#### [YOUR INSTRUCTIONS]
Reproduce precisely the lines of the listing below, starting with the line that contains "background, written as integer pixel values." and stopping after the line that contains "tenement building, written as integer pixel values."; include nothing else.

======

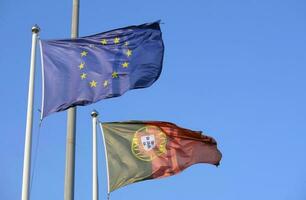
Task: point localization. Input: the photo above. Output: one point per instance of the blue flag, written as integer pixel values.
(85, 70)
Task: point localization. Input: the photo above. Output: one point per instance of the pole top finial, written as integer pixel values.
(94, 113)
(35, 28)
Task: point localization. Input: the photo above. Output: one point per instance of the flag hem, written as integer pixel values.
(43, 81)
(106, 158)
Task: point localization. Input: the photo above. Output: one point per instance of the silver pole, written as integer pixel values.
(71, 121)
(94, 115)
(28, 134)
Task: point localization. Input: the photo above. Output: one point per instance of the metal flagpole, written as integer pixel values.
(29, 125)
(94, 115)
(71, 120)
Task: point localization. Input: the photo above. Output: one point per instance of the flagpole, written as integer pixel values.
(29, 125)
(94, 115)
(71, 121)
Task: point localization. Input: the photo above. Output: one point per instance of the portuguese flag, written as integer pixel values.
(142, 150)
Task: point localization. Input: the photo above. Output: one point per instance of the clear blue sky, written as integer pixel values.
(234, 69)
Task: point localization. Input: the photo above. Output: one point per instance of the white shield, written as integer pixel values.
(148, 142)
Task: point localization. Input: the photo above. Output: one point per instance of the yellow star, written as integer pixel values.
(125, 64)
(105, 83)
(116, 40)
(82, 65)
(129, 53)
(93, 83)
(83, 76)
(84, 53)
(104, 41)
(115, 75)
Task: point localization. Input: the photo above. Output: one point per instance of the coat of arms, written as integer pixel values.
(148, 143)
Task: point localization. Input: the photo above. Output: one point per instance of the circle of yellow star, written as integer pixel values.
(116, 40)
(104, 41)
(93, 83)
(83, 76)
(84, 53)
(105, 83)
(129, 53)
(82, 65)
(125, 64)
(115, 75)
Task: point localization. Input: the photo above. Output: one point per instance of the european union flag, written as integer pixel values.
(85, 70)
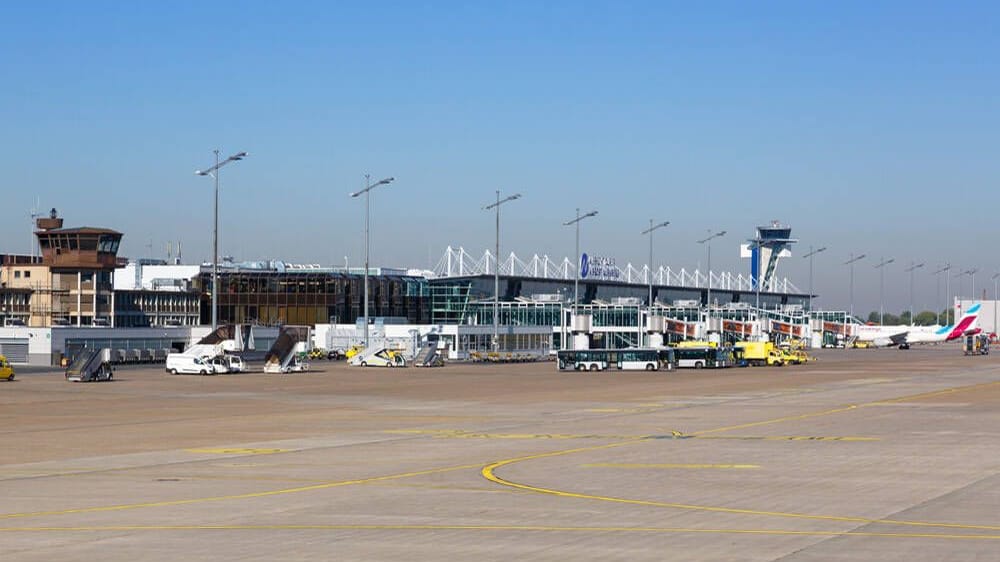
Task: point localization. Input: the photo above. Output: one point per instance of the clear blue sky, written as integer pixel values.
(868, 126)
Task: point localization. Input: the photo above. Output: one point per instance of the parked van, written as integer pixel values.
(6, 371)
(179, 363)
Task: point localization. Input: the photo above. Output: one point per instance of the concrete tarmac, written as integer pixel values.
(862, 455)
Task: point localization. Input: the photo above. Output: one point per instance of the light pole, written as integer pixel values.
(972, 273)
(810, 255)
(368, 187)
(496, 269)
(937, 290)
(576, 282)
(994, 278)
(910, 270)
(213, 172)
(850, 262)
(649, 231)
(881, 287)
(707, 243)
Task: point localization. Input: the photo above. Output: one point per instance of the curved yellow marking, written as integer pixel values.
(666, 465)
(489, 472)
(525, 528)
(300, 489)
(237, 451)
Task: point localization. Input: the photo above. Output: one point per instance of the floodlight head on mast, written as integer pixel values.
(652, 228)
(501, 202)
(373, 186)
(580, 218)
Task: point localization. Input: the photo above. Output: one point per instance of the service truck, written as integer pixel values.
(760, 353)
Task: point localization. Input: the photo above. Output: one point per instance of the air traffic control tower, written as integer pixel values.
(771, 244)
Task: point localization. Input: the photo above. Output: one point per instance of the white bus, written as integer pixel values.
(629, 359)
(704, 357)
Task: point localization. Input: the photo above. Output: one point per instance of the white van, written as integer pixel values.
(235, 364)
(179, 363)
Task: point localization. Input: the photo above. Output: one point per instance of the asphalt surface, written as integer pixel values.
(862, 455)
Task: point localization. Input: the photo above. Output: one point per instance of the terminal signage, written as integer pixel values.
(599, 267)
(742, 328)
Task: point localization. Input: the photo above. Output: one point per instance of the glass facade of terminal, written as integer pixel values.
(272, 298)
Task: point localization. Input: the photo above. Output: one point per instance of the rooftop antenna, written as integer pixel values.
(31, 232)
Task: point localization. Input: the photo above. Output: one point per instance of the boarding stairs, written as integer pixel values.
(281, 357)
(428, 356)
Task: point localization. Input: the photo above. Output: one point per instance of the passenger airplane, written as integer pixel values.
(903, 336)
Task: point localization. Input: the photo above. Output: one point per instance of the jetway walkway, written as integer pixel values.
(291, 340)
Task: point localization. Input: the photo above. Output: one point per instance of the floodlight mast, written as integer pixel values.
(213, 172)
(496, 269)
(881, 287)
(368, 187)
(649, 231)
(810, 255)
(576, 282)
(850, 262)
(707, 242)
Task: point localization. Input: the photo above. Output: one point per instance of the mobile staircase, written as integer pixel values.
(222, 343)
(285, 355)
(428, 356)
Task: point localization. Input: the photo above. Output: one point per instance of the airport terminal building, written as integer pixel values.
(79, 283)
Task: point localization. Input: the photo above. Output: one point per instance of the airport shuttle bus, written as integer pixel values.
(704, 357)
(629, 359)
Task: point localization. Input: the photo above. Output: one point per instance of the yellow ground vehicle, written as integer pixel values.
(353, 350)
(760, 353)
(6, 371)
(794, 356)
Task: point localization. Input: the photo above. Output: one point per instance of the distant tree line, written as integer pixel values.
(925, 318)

======

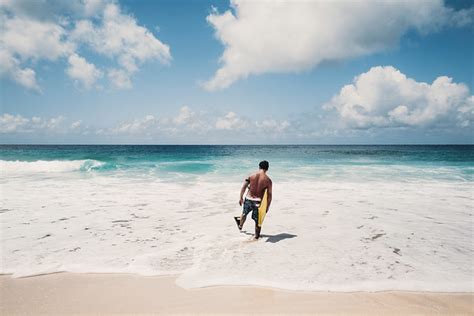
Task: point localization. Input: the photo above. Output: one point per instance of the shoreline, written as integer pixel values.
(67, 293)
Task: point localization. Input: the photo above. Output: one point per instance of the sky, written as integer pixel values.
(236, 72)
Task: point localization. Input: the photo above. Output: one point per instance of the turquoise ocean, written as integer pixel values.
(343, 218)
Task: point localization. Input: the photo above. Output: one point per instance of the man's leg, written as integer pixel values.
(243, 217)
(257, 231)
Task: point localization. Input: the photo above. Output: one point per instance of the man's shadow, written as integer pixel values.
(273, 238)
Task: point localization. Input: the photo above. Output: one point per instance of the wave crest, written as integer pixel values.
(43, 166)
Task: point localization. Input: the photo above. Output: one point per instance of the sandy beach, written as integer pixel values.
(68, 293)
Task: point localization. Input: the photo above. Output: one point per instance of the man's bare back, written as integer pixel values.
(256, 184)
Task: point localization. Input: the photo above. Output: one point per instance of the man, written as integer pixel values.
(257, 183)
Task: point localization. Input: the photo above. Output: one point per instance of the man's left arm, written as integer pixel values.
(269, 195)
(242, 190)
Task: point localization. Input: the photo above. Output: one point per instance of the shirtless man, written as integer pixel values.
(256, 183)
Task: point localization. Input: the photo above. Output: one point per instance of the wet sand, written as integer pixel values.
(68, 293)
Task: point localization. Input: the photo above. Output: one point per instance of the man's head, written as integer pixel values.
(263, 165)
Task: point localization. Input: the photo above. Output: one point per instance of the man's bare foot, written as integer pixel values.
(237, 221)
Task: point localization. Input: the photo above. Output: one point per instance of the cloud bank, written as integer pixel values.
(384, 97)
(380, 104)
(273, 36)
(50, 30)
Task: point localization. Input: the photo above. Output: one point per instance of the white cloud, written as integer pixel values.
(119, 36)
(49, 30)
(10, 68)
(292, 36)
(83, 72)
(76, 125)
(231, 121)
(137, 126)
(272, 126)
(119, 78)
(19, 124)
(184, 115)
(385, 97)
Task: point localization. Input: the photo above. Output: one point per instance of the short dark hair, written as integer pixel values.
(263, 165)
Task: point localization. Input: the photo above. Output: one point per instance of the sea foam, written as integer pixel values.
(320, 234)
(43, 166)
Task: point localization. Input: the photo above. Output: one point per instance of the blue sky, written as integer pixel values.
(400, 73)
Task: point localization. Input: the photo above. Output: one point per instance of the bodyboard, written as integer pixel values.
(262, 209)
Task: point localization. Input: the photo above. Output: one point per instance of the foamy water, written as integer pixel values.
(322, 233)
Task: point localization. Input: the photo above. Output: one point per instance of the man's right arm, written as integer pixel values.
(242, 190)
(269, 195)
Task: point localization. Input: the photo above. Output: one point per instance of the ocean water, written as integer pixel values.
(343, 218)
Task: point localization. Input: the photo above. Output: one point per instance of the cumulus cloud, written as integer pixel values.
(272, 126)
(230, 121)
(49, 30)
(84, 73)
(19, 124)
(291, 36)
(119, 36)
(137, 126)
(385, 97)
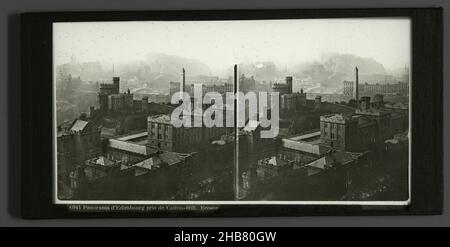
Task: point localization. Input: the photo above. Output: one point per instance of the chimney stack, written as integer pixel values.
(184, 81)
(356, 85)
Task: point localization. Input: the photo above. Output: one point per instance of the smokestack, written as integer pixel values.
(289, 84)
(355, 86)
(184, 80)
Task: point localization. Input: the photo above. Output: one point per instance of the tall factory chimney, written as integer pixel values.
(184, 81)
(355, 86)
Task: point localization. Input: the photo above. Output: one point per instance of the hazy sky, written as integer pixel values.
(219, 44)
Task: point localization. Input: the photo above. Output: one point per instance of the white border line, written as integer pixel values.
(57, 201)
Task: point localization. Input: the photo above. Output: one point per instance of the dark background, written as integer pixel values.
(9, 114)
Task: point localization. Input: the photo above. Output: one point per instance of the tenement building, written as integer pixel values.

======

#### [OUTPUT]
Task: point localization. Input: the photo above. Output: one point per instance of the dark background, written as integer pixel values.
(9, 114)
Task: point localization. Input: the photo above. Output: one point per instance of the tenement building, written as integer pixel values.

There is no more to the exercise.